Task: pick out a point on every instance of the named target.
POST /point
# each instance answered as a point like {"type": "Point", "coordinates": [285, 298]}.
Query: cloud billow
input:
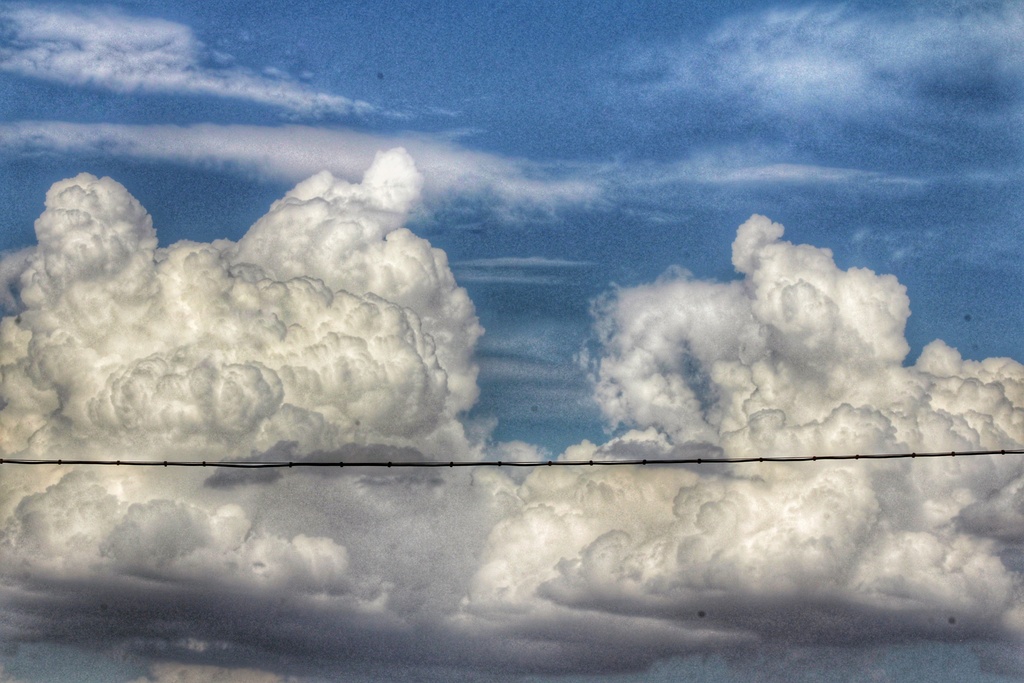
{"type": "Point", "coordinates": [796, 357]}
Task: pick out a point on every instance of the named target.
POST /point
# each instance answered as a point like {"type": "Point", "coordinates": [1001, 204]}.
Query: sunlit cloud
{"type": "Point", "coordinates": [110, 50]}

**Exercise instructions:** Copy every one of the rows above word for word, omitting the pictures.

**Exercise response:**
Task: pick out a point on every instance of the named target.
POST /point
# each instance answered as a point like {"type": "Point", "coordinates": [285, 298]}.
Query: cloud billow
input:
{"type": "Point", "coordinates": [796, 357]}
Task: pick out a point on every instance of the named target.
POST /point
# each instance answered as a point like {"type": "Point", "coordinates": [1001, 204]}.
Query: sunlit cloud
{"type": "Point", "coordinates": [110, 50]}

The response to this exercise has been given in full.